▶ Directions: Transcribe precisely those lines of the listing that fall between the line containing "Each instance receives one keypoint. Tag the coprosma" and the last line, inclusive of both.

Start of Block

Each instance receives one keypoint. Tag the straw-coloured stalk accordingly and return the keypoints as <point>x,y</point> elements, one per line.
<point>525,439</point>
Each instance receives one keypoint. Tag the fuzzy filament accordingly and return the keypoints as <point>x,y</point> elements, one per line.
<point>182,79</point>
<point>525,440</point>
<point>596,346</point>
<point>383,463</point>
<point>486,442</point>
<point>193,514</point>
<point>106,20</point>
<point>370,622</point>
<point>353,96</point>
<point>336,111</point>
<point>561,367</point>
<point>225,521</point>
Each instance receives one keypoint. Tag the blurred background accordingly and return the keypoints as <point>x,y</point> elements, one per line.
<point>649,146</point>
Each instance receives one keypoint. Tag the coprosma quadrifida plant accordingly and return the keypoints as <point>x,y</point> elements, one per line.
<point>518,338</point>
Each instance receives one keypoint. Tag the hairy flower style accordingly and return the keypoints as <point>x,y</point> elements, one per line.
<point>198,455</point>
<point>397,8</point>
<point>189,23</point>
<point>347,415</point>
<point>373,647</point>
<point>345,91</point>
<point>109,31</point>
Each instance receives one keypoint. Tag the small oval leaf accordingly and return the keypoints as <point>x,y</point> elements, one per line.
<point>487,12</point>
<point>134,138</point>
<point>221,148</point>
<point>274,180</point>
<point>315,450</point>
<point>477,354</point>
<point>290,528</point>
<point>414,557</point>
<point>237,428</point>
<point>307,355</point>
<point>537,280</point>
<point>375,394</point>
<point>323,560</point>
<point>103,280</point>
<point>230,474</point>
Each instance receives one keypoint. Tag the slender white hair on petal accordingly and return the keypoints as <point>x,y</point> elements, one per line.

End of Block

▶ Task solution:
Each instance receives one keypoint. Tag the coprosma quadrifida plant accordingly and return the keypoints as <point>x,y</point> elements, one per line.
<point>518,338</point>
Each instance receives one keypoint. Tag the hairy flower style accordingly and return the keypoints as <point>x,y</point> elements, one per line.
<point>198,455</point>
<point>397,8</point>
<point>189,23</point>
<point>347,415</point>
<point>373,647</point>
<point>345,91</point>
<point>109,31</point>
Each instance receives one keypoint. Tag the small oval leaf accordingly and return the keypoints as <point>x,y</point> elements, one per line.
<point>487,12</point>
<point>134,138</point>
<point>221,148</point>
<point>274,180</point>
<point>315,450</point>
<point>477,354</point>
<point>290,528</point>
<point>414,557</point>
<point>237,428</point>
<point>307,355</point>
<point>537,280</point>
<point>375,394</point>
<point>323,560</point>
<point>103,280</point>
<point>230,474</point>
Each instance receives one keypoint. Tag the slender white hair on petal accordingly and return the keypoints as <point>x,y</point> elements, one per line.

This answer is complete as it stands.